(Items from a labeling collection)
==================================================
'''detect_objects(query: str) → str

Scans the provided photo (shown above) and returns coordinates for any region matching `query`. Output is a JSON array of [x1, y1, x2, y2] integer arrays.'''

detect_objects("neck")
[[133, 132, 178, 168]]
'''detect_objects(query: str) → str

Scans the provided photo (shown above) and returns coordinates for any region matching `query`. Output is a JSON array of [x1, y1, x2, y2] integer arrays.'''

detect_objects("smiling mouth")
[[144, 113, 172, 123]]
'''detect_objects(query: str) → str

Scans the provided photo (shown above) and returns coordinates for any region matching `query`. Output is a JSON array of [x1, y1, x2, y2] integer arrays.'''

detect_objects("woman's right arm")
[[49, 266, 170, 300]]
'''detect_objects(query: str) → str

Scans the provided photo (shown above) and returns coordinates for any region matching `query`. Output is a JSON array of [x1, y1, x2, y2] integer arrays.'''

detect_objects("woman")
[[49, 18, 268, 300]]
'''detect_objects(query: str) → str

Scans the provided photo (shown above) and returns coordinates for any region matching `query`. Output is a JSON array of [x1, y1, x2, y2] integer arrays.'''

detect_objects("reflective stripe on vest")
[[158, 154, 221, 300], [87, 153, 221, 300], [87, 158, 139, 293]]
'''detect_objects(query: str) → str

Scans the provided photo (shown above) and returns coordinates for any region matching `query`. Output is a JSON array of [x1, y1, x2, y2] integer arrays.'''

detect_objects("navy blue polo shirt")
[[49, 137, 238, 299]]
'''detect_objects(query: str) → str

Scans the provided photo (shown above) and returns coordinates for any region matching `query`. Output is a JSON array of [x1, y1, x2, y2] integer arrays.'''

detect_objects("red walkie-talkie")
==================================================
> **Short problem**
Rewrite every line of the items above as a numbered list, skipping the blank lines.

> **Solution for this task**
1. '''detect_objects(query: str) → str
2. Scans the provided photo (shown above) and returns coordinates for any region matching `query`. Output is a JSON array of [x1, y1, x2, y2] integer arrays.'''
3. detect_objects("neck")
4. [[133, 132, 178, 168]]
5. '''detect_objects(query: str) → str
6. Scans the provided photo (shown above) and returns coordinates for any region matching `query`. Output is a JSON array of [x1, y1, x2, y2] integer arrays.'''
7. detect_objects("smiling mouth")
8. [[144, 113, 172, 123]]
9. '''detect_objects(query: str) → str
10. Scans the provided photo (shown above) and returns coordinates for any region matching `query`. Output is a JSON array of [x1, y1, x2, y2] integer arrays.'''
11. detect_objects("woman's right arm")
12. [[49, 266, 170, 300]]
13. '''detect_objects(query: str) → str
14. Scans the provided photo (shown above) and returns coordinates for any region matching `query`. Output is a JSON array of [x1, y1, x2, y2] integer arrays.'''
15. detect_objects("woman")
16. [[49, 18, 268, 300]]
17. '''detect_objects(query: str) → str
18. Scans the provided photo (shown above) and returns coordinates for any region matching `query`. Output is a JSON array of [x1, y1, x2, y2] integer arrays.'''
19. detect_objects("reflective stripe on vest")
20. [[158, 154, 221, 300], [87, 153, 221, 300], [87, 158, 139, 293]]
21. '''detect_objects(query: str) → str
22. Scans the provided photo (shown above) and returns coordinates for any region matching `query`. Output is a JSON array of [x1, y1, x2, y2] integer arrays.'''
23. detect_objects("navy blue polo shirt")
24. [[49, 137, 238, 299]]
25. '''detect_objects(query: str) → str
26. Scans the provided photo (shown above) and returns coordinates for any region matching `query`. Output is a JSON array of [x1, y1, x2, y2] integer arrays.'''
27. detect_objects("red walkie-talkie")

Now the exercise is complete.